**What the task asks**
Filter the records, keeping each line that contains the string "wooden" and copying those lines unchanged.

╭──

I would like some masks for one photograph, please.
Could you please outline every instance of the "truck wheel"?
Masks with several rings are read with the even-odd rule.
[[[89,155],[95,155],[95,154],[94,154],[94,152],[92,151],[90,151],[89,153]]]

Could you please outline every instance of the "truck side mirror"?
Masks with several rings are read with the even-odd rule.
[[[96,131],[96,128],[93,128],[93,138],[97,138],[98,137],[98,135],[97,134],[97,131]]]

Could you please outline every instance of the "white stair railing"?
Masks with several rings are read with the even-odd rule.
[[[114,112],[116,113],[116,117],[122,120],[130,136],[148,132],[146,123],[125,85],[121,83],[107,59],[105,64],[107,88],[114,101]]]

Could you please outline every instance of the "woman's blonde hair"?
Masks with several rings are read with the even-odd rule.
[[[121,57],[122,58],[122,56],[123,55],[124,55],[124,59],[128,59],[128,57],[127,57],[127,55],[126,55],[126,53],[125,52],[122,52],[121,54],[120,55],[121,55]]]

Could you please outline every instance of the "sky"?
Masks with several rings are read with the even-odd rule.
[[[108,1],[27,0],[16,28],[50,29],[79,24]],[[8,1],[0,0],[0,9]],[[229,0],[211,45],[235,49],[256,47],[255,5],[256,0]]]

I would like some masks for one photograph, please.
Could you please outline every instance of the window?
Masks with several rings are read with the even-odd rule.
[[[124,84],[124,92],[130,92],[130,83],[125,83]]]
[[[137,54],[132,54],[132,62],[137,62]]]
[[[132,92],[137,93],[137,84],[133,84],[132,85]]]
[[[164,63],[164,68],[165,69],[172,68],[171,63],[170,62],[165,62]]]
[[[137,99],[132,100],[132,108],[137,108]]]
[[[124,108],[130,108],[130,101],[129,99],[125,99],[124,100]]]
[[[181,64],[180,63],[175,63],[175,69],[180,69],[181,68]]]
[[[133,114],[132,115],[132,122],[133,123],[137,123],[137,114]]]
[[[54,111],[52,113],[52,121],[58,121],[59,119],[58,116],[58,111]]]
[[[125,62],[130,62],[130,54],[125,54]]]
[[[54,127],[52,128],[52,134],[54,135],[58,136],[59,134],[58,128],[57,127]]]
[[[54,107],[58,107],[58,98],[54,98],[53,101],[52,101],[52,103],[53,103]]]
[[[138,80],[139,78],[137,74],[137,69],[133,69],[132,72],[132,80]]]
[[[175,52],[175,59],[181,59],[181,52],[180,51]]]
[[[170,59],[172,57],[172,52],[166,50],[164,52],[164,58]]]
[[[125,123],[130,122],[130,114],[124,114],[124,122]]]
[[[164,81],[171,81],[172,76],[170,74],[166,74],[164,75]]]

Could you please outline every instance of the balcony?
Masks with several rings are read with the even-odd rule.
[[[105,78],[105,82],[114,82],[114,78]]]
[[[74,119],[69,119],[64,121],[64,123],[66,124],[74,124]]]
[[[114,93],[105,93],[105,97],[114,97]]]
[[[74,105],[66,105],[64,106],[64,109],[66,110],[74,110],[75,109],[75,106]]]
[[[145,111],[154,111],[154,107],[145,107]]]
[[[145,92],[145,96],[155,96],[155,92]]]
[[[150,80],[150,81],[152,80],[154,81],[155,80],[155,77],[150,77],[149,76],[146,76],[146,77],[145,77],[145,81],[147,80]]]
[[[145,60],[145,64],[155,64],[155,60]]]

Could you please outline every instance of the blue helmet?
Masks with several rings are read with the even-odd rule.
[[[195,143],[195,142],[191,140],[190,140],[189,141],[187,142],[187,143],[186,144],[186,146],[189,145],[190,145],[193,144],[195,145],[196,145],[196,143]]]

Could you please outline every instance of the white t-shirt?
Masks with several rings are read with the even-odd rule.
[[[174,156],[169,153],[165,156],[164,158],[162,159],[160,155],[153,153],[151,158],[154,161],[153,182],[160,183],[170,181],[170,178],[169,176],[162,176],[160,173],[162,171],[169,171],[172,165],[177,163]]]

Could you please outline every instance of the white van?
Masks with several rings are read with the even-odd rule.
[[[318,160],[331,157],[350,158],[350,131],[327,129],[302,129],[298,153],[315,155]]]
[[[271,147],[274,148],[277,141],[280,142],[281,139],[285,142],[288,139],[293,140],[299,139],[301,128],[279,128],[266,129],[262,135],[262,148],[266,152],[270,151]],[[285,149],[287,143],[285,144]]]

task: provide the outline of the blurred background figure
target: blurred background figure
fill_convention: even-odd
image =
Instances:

╰──
╭──

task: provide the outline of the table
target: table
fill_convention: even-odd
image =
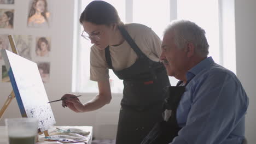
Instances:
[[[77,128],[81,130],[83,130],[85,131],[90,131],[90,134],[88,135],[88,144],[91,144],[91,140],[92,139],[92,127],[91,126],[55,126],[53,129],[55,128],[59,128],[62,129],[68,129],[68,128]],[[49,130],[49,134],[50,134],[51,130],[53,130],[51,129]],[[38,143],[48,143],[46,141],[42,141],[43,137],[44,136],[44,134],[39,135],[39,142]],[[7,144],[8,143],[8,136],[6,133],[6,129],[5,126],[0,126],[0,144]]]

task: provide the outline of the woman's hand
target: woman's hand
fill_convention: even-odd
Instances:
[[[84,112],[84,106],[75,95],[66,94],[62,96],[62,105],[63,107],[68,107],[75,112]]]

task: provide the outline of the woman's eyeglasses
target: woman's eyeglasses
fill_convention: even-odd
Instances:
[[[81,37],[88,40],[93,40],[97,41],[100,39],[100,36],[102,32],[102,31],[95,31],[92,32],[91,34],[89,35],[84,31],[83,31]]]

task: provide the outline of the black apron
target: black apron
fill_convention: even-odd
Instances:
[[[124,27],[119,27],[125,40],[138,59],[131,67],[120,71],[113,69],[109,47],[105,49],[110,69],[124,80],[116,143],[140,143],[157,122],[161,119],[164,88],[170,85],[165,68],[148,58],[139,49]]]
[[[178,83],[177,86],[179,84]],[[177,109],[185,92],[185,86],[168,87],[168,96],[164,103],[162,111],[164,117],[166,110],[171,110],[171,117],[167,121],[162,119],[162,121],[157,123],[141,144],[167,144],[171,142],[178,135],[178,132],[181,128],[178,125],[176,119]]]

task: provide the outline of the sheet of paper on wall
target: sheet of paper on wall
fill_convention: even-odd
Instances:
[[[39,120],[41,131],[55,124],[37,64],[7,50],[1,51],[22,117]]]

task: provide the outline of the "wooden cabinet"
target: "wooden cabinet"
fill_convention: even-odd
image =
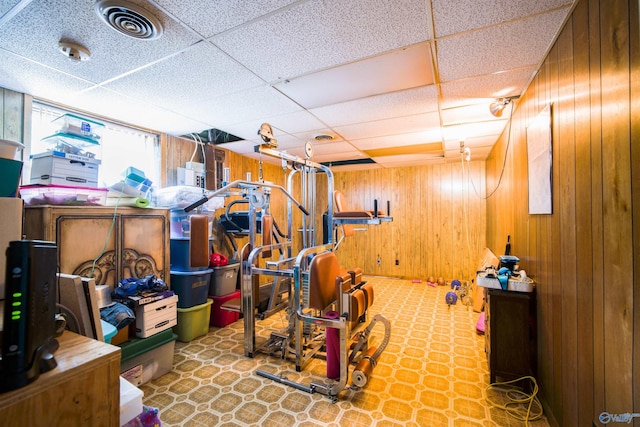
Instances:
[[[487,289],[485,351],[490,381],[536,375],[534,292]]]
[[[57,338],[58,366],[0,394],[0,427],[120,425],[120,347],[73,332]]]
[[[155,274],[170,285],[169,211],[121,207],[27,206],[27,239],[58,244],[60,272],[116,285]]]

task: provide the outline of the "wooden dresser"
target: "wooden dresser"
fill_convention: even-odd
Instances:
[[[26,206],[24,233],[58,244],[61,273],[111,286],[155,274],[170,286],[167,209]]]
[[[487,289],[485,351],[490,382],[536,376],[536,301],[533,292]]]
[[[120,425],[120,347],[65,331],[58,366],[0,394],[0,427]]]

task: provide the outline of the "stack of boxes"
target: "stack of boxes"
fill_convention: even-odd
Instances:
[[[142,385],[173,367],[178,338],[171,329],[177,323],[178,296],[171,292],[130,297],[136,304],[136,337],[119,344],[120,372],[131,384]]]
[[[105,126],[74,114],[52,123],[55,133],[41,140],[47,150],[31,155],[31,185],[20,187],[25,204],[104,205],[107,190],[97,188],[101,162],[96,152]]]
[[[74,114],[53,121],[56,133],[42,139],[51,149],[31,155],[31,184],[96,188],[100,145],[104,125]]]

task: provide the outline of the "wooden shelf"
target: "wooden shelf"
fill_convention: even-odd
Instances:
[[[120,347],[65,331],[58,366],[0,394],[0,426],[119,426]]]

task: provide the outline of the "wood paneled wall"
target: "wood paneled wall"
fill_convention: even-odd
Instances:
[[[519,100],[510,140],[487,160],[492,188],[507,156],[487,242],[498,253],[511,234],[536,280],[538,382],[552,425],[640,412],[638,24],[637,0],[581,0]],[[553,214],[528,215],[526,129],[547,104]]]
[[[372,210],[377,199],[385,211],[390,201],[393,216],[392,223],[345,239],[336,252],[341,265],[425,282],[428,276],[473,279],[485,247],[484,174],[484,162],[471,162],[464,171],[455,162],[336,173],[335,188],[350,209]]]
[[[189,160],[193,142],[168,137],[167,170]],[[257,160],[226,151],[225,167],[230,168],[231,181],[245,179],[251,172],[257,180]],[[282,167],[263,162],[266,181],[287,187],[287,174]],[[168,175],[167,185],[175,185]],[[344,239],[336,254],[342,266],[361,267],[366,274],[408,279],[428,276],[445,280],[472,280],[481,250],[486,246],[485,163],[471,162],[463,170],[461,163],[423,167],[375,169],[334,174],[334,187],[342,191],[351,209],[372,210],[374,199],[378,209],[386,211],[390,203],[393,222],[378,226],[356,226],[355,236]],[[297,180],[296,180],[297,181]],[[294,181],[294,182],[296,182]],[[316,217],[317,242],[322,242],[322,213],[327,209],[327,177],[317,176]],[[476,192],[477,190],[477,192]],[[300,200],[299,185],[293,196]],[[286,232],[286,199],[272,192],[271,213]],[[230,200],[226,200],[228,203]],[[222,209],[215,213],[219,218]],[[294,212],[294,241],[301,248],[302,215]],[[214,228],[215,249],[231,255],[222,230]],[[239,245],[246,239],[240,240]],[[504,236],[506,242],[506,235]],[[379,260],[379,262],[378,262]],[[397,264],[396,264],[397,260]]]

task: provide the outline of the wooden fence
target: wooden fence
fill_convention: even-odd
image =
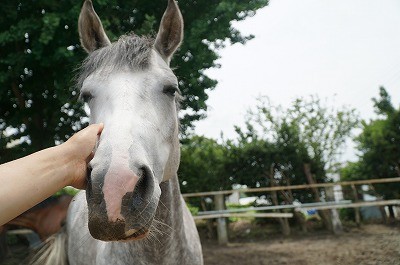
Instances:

╰──
╭──

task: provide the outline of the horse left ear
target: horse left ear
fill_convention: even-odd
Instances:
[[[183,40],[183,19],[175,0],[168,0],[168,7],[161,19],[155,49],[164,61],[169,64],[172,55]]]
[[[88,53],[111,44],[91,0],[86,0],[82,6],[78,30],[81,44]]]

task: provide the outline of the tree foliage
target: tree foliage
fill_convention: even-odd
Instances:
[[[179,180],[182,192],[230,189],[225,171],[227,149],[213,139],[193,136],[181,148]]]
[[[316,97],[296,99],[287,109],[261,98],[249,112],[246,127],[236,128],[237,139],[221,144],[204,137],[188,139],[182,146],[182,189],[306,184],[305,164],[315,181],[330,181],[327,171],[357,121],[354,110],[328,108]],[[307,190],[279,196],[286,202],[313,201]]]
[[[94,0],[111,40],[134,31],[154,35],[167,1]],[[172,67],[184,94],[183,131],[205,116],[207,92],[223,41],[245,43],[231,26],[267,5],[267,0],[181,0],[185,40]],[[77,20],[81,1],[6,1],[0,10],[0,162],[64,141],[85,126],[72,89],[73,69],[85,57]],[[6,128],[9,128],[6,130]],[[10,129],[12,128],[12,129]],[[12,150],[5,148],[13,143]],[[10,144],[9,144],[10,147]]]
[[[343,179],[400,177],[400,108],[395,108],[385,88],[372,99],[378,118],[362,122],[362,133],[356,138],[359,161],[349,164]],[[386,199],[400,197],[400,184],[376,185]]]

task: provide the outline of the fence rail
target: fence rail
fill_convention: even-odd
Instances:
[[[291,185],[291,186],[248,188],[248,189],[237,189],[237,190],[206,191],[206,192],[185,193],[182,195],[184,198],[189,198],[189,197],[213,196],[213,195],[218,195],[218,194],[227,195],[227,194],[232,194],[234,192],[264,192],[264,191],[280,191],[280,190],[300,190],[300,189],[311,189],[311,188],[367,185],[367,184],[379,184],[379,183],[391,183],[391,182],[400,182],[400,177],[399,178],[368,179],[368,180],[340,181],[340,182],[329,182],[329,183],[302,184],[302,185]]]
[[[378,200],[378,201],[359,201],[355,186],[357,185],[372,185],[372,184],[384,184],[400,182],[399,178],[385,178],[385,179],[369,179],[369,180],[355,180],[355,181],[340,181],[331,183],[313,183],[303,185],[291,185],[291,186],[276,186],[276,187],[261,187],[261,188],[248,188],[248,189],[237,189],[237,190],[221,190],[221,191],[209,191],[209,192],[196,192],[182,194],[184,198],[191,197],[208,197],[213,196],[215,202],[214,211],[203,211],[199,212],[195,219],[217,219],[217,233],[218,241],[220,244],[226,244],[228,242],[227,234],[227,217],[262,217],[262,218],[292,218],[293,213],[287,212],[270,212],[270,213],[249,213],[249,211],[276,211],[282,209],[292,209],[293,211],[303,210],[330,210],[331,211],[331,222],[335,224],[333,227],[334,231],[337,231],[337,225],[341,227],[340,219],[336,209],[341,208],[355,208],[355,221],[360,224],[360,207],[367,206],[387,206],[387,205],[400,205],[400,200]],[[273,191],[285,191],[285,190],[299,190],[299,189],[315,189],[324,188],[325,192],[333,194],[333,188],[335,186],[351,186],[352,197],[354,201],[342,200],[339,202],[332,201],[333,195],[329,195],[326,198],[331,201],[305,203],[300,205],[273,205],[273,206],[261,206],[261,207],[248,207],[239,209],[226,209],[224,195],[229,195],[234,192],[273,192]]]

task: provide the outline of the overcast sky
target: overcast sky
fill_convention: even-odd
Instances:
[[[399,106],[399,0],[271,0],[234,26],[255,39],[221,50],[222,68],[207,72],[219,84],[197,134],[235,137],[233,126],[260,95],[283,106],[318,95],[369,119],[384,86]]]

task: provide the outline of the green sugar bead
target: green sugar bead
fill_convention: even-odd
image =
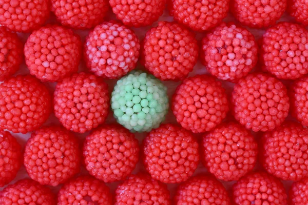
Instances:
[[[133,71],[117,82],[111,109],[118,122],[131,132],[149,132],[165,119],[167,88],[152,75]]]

╰──

**Reply to the exercise**
task: provide the outline of the "wooden cabinet"
target: "wooden cabinet"
task: provide the outline of the "wooden dresser"
target: "wooden dresser"
task: provide the outline of the "wooden shelf"
target: "wooden shelf"
task: provide the outline of the wooden fence
target: wooden fence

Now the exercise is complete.